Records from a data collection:
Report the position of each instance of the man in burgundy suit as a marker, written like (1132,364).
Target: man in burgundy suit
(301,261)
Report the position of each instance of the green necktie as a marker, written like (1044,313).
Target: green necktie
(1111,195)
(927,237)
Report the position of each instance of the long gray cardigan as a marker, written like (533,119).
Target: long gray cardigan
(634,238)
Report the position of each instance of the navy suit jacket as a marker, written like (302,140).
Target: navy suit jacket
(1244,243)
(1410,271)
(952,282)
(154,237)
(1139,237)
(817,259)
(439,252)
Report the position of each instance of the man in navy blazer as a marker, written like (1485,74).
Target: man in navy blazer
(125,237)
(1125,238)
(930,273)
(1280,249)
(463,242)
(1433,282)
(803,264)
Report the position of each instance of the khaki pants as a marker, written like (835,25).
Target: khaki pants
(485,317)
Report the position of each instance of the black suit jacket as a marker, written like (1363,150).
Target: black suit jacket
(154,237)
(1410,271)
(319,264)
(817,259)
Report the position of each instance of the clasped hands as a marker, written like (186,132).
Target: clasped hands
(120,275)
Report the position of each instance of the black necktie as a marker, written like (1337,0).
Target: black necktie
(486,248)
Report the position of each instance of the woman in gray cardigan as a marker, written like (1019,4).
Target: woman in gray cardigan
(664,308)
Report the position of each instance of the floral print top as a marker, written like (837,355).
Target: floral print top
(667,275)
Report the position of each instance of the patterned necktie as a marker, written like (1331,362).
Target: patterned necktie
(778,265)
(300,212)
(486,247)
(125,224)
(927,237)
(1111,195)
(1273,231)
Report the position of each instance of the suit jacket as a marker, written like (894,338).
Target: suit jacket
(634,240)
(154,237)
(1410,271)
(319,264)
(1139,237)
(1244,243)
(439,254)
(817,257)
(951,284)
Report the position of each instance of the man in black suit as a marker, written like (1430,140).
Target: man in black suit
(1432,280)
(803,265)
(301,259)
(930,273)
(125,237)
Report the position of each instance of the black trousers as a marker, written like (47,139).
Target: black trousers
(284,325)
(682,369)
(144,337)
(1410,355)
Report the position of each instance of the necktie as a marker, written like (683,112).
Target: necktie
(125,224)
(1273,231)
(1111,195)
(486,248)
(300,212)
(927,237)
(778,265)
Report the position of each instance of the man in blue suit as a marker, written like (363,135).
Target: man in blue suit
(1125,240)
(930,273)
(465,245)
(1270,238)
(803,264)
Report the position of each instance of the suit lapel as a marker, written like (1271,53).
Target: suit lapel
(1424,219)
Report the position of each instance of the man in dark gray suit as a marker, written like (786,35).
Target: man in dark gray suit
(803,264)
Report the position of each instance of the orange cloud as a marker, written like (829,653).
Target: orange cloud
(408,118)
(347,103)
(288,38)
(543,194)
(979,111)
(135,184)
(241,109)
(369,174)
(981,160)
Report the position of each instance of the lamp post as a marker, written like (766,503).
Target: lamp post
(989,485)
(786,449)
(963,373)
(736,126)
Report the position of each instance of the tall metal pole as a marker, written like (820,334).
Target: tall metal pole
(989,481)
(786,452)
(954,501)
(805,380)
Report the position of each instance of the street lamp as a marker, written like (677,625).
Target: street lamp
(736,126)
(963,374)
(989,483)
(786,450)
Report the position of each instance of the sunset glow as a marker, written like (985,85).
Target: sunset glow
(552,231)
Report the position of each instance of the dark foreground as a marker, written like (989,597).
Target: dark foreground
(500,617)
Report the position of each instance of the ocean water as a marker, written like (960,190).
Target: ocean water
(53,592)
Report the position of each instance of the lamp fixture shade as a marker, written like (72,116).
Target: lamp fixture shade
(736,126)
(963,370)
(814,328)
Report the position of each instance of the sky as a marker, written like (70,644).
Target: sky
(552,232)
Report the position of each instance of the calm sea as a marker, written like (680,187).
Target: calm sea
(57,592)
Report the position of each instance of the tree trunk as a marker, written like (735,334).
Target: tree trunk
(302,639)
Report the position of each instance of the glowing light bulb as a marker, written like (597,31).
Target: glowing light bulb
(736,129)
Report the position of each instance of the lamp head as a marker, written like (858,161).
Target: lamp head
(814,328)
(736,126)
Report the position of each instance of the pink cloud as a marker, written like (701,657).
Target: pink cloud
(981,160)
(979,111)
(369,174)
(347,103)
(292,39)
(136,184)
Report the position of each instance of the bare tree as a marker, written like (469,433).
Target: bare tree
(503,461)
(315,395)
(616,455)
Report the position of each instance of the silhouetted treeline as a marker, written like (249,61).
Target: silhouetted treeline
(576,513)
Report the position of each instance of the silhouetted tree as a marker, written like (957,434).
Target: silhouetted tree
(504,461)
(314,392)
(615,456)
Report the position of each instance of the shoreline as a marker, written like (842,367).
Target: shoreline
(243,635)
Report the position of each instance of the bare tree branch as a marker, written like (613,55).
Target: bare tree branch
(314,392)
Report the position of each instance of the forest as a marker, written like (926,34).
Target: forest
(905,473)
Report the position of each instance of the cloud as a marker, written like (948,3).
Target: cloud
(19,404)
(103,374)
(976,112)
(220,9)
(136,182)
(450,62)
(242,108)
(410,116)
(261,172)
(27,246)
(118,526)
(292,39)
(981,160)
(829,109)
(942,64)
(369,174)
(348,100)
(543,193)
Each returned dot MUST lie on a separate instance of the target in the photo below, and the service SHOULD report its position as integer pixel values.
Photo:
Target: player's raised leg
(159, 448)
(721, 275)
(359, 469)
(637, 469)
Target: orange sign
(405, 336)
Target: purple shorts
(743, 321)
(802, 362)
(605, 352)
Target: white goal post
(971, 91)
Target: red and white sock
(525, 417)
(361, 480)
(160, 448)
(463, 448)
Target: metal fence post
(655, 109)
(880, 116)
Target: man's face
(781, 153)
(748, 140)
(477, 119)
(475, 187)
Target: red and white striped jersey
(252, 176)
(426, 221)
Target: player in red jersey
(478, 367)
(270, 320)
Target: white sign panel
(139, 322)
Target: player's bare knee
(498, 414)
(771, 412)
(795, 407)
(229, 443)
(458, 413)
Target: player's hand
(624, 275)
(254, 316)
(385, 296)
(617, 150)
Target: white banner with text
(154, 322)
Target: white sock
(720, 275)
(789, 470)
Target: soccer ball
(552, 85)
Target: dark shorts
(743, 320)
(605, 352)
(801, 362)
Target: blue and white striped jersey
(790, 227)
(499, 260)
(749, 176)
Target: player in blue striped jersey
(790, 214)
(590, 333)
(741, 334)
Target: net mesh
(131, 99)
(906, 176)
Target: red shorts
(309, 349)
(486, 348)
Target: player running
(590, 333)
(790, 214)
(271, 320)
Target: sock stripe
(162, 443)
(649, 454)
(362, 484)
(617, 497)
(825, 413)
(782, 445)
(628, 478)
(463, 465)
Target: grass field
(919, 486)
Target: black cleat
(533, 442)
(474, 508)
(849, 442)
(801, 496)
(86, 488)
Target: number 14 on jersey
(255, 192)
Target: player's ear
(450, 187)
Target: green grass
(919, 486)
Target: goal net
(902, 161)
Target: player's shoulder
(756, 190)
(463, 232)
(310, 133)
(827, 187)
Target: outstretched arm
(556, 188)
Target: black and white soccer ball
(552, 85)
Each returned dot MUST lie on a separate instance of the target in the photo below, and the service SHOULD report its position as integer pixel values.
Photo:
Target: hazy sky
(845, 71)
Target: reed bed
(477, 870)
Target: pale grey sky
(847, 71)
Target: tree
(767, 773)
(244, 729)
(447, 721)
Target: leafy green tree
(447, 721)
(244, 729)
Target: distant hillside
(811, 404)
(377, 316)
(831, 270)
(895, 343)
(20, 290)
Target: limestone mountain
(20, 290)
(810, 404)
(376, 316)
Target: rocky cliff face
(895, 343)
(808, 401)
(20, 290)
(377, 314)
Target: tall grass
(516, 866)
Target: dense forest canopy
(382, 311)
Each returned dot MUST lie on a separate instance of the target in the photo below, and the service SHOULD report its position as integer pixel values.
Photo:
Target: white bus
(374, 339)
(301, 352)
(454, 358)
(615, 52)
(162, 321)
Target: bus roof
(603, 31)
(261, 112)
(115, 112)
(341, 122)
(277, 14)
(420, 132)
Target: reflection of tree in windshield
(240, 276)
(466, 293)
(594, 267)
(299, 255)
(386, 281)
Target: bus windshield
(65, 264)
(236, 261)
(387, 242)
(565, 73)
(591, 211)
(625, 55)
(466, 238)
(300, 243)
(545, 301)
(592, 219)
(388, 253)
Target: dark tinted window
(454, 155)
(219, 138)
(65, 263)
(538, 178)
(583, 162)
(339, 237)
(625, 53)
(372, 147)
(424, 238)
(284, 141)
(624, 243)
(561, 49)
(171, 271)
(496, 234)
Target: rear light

[How to complete this task] From the first line of the data above to the line holding "Report the position of each instance of the patterned", reproduce each line exactly; emit no other lines.

[Task answer]
Report the position of each instance of the man in burgundy suit as a marker, written like (1132,364).
Target: man in burgundy suit
(301,261)
Report the position of each instance of the green necktie as a marker, written like (1044,313).
Target: green necktie
(1111,195)
(927,237)
Report the position of each instance of the long gray cardigan as a marker, written like (533,119).
Target: long gray cardigan
(634,238)
Report the position of each instance of the navy suit jacket as a marker, written like (302,140).
Target: navy suit jacket
(1244,243)
(1410,271)
(952,282)
(154,237)
(1139,237)
(817,259)
(439,252)
Report the position of each instance of the man in navy blazer as a marker, written like (1485,74).
Target: man in navy blazer
(125,237)
(1125,238)
(930,273)
(1280,249)
(463,242)
(1433,282)
(803,264)
Report the position of each instance of the khaki pants as a marker, written like (835,25).
Target: khaki pants
(485,317)
Report the position of each instance of the black suit jacket as a marker, written like (1363,150).
Target: black suit jacket
(154,237)
(1410,271)
(319,264)
(817,259)
Report the position of each instance of the clasped hands as a marker, written like (186,132).
Target: clasped hands
(120,275)
Report the position of each instance of the black necktie as a marker, written like (1337,0).
Target: black necktie
(486,248)
Report the position of each instance of the woman in gray cardigan as a marker, written like (1019,4).
Target: woman in gray cardigan
(664,308)
Report the position of each instance of the floral print top as a marker, written like (837,355).
Target: floral print top
(667,275)
Report the position of each instance of the patterned necktie as a marker, written like (1331,362).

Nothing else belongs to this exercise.